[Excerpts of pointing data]
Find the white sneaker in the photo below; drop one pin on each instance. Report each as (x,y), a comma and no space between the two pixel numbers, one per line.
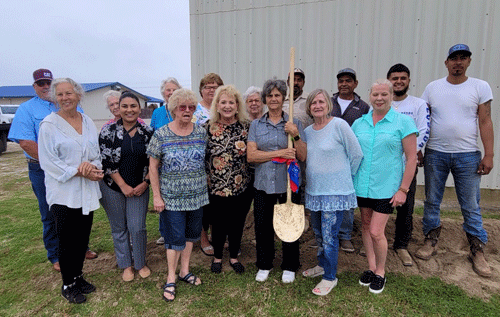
(288,276)
(262,275)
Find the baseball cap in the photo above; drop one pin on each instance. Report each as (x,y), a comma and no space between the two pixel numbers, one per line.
(298,71)
(347,71)
(459,48)
(42,74)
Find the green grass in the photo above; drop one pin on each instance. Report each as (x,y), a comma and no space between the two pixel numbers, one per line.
(29,287)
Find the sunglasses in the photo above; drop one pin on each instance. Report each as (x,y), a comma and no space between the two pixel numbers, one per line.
(184,107)
(42,83)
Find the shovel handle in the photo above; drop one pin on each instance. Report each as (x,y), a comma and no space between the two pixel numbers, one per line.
(290,114)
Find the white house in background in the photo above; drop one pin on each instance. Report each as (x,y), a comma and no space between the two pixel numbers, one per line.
(92,103)
(248,41)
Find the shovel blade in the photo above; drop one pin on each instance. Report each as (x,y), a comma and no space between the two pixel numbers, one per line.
(289,221)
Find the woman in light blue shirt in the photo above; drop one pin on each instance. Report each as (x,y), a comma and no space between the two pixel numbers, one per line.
(383,178)
(333,157)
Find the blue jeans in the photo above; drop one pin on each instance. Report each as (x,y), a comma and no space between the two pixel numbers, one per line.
(346,226)
(463,167)
(181,227)
(326,225)
(50,240)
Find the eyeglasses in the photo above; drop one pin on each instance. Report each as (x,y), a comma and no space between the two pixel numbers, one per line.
(249,101)
(42,83)
(210,87)
(184,107)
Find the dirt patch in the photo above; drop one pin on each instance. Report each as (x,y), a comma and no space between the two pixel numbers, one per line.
(450,264)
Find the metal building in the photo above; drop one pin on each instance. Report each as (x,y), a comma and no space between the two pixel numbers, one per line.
(248,41)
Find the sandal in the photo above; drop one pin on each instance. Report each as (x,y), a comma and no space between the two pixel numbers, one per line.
(314,271)
(216,267)
(206,249)
(165,290)
(324,287)
(237,267)
(190,278)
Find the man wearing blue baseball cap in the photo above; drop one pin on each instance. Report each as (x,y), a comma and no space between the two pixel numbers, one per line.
(24,130)
(459,106)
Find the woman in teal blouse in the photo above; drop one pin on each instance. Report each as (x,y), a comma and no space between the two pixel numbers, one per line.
(383,179)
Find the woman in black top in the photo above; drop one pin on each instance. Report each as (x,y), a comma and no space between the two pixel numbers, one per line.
(126,196)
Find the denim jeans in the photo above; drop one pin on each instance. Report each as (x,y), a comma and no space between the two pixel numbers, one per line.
(326,225)
(50,240)
(463,167)
(346,226)
(181,227)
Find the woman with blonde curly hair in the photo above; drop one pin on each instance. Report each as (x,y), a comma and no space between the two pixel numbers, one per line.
(227,166)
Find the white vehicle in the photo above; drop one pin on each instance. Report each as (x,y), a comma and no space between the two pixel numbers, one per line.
(7,113)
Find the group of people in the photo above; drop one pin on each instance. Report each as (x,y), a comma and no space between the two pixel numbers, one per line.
(205,162)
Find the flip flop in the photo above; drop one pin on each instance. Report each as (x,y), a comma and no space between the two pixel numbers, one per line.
(208,248)
(324,287)
(314,271)
(165,290)
(189,278)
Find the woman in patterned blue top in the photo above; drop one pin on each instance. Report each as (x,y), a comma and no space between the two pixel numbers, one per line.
(180,188)
(125,188)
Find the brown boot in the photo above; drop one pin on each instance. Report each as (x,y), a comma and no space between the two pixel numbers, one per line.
(429,248)
(476,256)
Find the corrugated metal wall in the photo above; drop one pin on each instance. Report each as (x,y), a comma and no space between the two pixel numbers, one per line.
(247,42)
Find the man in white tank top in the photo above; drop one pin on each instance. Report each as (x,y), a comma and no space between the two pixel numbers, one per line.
(459,106)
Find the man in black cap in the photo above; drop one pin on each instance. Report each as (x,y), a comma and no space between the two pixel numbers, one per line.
(347,105)
(24,130)
(459,106)
(299,98)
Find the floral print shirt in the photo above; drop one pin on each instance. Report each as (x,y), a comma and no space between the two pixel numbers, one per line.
(183,181)
(200,115)
(110,143)
(226,158)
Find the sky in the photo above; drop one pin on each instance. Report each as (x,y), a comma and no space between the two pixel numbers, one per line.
(136,43)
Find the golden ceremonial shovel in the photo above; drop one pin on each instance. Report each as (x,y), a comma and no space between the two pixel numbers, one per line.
(289,219)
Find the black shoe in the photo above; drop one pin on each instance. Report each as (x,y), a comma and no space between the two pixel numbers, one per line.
(367,278)
(377,284)
(73,295)
(84,286)
(216,267)
(237,267)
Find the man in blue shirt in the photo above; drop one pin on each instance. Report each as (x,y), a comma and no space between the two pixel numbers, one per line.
(24,130)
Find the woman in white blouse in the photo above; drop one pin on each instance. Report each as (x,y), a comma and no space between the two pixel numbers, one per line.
(69,155)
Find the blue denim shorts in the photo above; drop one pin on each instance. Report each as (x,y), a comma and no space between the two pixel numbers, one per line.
(379,205)
(181,227)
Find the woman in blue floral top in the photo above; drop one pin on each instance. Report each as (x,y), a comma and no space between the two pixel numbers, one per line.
(180,188)
(125,192)
(228,174)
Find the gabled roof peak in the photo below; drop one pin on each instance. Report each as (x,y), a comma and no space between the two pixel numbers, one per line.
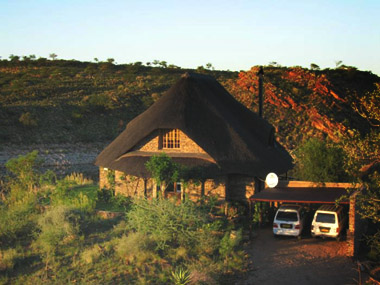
(236,138)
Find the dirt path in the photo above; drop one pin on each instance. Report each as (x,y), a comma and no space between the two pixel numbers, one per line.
(286,260)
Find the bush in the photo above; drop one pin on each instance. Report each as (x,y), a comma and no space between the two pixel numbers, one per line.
(58,226)
(18,221)
(8,259)
(78,179)
(92,254)
(319,162)
(165,222)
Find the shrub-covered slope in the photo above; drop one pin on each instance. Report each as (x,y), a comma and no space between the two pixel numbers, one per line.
(62,101)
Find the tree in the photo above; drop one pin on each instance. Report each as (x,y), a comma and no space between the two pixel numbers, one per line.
(209,66)
(53,56)
(368,106)
(363,165)
(14,58)
(314,66)
(319,162)
(164,171)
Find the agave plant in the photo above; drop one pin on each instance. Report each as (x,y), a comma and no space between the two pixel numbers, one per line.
(181,276)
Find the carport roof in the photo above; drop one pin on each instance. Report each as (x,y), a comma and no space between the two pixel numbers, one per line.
(318,195)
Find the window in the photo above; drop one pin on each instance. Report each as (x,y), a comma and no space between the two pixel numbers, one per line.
(171,138)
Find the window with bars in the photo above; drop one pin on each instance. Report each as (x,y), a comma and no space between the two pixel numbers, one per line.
(170,139)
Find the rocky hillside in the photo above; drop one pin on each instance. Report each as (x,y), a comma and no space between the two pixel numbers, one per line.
(302,103)
(47,102)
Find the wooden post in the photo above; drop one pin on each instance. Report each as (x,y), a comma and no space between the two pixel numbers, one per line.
(250,220)
(154,191)
(182,192)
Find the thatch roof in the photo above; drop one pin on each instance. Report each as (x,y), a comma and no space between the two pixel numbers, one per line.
(239,141)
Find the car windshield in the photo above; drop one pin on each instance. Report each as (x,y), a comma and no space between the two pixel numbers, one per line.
(325,218)
(287,216)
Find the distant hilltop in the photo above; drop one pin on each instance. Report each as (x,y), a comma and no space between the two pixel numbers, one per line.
(68,101)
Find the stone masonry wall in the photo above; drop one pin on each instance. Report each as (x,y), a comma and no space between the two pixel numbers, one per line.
(150,144)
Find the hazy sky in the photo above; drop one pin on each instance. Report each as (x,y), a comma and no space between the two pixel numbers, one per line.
(232,35)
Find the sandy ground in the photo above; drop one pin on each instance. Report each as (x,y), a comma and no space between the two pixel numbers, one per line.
(287,260)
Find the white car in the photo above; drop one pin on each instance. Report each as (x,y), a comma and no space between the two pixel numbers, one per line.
(289,220)
(328,221)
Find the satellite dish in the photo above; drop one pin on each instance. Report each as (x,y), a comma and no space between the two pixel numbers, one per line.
(271,180)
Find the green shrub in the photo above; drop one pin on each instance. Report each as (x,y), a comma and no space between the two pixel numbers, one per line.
(165,222)
(18,221)
(133,246)
(7,259)
(181,276)
(92,254)
(78,179)
(58,226)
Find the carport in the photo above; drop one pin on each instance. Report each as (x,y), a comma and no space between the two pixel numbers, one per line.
(316,193)
(307,195)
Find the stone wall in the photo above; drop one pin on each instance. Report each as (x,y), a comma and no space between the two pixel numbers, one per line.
(240,187)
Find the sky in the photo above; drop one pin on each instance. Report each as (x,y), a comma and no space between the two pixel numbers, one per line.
(231,35)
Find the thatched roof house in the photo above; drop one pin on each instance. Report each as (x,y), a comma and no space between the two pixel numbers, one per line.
(226,137)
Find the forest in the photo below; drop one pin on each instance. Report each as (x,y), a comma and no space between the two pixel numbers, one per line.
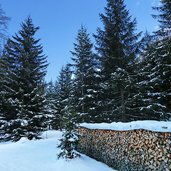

### Given request:
Return every line of the material above that contains the word "denim", counting only matches with the same capitalization.

### Problem solution:
Find the denim jeans in the photo above; drop one pin on each instance. Report each as (x,y), a comma and no space between the two pixel numbers, one per line.
Find the blue denim shorts in the photo above; drop one pin on each instance. Report each as (x,y), a comma and no space between the two pixel numbers, one per line.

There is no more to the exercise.